◆ CHALLENGE
Could you repeat, word for word, every line from the one containing "TARGET = baby stroller" through the final line of the records below, and nothing else?

◆ DATASET RECORDS
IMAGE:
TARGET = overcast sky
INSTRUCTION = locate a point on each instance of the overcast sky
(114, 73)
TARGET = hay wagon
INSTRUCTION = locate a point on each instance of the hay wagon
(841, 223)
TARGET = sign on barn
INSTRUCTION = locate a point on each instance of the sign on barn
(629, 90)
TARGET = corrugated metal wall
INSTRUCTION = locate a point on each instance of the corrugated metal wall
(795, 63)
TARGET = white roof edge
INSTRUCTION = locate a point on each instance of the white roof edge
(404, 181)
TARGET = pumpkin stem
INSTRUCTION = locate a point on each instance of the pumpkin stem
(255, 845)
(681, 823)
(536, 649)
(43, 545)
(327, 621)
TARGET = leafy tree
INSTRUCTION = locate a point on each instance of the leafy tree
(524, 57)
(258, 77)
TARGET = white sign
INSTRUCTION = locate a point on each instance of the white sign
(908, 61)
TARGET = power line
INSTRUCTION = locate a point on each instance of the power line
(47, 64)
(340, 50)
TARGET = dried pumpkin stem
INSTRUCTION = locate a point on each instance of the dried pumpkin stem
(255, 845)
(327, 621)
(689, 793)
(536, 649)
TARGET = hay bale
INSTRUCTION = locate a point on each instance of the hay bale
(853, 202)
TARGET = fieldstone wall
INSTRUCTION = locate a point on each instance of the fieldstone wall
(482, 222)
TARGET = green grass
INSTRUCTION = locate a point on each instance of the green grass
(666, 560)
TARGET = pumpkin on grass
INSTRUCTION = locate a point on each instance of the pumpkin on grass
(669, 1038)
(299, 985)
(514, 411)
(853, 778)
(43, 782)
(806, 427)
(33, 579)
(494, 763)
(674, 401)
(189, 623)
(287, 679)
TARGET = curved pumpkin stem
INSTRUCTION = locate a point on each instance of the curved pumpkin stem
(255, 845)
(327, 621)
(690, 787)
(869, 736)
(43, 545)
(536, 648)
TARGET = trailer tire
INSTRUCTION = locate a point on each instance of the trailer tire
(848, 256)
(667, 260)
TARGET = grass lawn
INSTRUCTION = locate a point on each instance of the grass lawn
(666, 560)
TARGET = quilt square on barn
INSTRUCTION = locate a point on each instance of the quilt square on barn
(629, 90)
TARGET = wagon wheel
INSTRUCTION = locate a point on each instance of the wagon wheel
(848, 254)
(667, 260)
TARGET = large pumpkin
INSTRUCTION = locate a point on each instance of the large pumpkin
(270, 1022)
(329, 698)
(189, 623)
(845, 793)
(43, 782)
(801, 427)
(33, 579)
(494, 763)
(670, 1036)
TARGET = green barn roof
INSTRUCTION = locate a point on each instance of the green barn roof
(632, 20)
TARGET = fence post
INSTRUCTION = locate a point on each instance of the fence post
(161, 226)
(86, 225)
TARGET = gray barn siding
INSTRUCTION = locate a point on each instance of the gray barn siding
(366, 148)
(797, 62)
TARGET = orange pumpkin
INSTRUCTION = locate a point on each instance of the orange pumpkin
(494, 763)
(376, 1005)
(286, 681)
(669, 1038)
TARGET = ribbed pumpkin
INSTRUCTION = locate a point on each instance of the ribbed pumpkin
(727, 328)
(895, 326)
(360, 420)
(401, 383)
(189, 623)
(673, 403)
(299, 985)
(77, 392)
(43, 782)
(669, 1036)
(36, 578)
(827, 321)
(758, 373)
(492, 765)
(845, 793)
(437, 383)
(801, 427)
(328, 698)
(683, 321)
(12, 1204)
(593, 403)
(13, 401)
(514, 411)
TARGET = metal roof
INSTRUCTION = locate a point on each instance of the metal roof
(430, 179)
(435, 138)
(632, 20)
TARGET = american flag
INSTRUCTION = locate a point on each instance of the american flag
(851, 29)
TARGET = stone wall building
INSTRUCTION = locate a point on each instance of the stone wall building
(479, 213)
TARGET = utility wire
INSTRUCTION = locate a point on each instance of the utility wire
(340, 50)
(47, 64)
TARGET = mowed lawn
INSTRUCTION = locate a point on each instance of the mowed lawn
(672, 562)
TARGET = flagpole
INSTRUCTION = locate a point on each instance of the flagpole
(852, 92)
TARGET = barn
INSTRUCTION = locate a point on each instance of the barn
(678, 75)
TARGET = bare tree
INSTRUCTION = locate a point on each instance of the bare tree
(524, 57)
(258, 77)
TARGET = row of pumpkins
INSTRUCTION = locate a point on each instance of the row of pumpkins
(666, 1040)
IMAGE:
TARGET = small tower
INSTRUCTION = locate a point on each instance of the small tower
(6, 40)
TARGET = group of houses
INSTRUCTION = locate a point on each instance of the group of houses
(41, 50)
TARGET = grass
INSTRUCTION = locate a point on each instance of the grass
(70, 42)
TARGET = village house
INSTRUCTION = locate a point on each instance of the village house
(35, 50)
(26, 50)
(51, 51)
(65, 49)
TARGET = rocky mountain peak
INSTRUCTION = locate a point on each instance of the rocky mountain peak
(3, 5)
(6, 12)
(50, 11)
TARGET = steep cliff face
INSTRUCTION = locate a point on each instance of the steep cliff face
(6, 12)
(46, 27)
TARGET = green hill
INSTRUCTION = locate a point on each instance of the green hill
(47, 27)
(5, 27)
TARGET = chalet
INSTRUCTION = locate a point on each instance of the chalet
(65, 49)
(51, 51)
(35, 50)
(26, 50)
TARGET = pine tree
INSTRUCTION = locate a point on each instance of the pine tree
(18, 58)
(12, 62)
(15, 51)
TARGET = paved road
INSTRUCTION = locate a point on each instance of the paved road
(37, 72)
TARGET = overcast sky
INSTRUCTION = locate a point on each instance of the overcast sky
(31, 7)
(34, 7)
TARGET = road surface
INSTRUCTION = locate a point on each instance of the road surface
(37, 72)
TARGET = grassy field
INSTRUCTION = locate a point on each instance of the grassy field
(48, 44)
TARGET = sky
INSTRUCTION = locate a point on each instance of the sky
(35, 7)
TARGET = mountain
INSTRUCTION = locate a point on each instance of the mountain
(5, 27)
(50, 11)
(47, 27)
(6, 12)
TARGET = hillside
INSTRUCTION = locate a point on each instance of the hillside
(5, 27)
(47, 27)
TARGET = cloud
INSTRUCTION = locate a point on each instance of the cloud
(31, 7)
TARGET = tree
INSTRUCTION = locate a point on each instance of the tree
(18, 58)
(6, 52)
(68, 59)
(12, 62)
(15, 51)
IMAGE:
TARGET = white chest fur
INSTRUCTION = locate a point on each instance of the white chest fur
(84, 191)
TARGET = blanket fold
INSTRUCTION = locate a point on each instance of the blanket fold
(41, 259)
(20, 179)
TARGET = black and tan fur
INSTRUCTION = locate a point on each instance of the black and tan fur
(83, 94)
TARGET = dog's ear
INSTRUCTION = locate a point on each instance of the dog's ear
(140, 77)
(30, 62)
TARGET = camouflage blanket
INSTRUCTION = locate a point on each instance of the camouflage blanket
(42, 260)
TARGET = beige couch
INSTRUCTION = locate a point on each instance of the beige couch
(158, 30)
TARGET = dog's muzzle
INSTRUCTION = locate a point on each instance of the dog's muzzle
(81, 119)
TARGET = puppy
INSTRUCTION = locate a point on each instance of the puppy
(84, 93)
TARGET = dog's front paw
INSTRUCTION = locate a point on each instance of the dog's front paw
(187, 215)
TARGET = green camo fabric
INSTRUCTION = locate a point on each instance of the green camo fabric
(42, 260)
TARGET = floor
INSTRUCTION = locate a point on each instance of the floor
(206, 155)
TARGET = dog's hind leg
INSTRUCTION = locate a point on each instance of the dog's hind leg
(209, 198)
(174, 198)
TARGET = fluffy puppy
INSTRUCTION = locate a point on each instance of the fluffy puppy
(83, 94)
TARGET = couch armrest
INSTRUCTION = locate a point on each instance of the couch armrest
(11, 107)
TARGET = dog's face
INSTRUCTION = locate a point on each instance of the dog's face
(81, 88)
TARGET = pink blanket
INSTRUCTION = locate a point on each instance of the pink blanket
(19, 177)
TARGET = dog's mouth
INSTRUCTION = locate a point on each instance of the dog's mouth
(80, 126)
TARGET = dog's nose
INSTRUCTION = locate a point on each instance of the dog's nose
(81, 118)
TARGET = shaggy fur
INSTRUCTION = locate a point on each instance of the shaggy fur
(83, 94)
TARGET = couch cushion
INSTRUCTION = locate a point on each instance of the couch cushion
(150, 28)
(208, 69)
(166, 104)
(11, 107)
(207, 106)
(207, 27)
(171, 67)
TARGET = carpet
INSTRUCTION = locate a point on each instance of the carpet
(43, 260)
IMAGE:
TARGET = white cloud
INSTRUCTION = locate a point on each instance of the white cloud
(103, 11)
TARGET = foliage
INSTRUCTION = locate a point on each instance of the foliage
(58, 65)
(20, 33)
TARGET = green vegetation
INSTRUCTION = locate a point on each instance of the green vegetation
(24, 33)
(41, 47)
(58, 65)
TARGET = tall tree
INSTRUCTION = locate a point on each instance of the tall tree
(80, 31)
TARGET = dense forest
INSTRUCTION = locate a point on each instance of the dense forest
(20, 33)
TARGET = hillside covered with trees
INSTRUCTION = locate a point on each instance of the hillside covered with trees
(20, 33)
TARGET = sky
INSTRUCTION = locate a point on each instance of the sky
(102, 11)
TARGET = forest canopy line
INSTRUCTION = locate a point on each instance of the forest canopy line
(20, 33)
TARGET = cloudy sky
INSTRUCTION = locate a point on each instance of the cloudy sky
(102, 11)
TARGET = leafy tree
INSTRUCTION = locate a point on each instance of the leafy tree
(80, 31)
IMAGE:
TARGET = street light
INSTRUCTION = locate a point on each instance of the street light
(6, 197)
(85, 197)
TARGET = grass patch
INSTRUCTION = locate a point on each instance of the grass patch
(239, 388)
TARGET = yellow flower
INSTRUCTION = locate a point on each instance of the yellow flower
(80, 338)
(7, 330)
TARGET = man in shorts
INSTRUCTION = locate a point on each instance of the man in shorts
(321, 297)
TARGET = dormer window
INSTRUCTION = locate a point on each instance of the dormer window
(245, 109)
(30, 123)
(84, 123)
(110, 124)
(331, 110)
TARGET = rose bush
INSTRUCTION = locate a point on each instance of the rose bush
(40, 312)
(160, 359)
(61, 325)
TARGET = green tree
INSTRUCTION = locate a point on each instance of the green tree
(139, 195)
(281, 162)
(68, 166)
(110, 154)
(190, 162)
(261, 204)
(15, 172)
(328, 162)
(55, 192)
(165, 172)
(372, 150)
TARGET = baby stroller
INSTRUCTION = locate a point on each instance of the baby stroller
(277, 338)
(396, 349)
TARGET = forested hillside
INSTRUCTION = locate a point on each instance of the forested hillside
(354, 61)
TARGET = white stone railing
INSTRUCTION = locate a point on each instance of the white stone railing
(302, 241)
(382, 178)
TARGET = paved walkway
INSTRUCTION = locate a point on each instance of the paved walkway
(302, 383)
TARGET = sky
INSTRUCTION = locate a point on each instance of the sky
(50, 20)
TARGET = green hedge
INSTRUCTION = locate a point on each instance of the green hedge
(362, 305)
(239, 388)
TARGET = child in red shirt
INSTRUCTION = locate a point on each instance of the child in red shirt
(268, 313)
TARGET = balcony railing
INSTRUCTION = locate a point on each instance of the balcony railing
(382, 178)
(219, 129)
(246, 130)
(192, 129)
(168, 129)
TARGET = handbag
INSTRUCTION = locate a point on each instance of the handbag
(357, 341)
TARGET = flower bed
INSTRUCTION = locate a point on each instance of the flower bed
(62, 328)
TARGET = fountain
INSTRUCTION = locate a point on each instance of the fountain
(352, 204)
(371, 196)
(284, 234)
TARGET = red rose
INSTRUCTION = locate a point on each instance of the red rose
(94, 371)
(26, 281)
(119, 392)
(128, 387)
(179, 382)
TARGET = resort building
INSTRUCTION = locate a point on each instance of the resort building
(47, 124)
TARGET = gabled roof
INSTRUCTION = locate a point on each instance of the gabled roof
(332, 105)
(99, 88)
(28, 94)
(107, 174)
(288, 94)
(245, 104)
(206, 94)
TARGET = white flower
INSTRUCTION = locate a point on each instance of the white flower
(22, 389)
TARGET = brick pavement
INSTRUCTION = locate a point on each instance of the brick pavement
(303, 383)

◆ EXERCISE RESULT
TARGET = baby stroller
INSTRUCTION = locate a point on each instance of the baby stroller
(277, 338)
(396, 349)
TARGET = forested hillside
INSTRUCTION = locate a point on each instance of the forested hillside
(354, 61)
TARGET = white stone railing
INSTRUCTION = locate a point on each instance of the white stone railing
(302, 241)
(382, 178)
TARGET = paved walkway
INSTRUCTION = locate a point on each instance of the paved walkway
(302, 383)
TARGET = sky
INSTRUCTION = locate a point on each instance of the sky
(50, 20)
TARGET = green hedge
INSTRUCTION = locate a point on each instance of the green hedge
(362, 305)
(239, 388)
TARGET = child in red shirt
INSTRUCTION = locate a point on each instance of the child in red shirt
(268, 313)
TARGET = balcony railing
INSTRUCTION = locate a point on each instance of the balcony railing
(382, 178)
(219, 129)
(246, 130)
(192, 129)
(168, 129)
TARGET = handbag
INSTRUCTION = locate a point on each instance of the handbag
(357, 341)
TARGET = flower bed
INSTRUCTION = locate a point on each instance of the flower bed
(62, 328)
TARGET = fountain
INSTRUCTION = locate a point on each instance of the fountain
(352, 204)
(371, 196)
(284, 234)
TARGET = red rose
INSTRUCTION = locate a point on each instance of the red rose
(94, 371)
(26, 281)
(119, 392)
(128, 387)
(179, 382)
TARGET = resort building
INSTRUCTION = locate a point on each instance of the resort building
(47, 124)
TARGET = gabled roof
INSTRUCTION = locate a point on each instance of the gabled roof
(332, 105)
(99, 88)
(28, 94)
(107, 174)
(288, 94)
(245, 104)
(206, 94)
TARGET = white flower
INSTRUCTION = locate a point on each instance of the white flower
(22, 389)
TARGET = brick pavement
INSTRUCTION = locate a point on each instance of the brick pavement
(303, 383)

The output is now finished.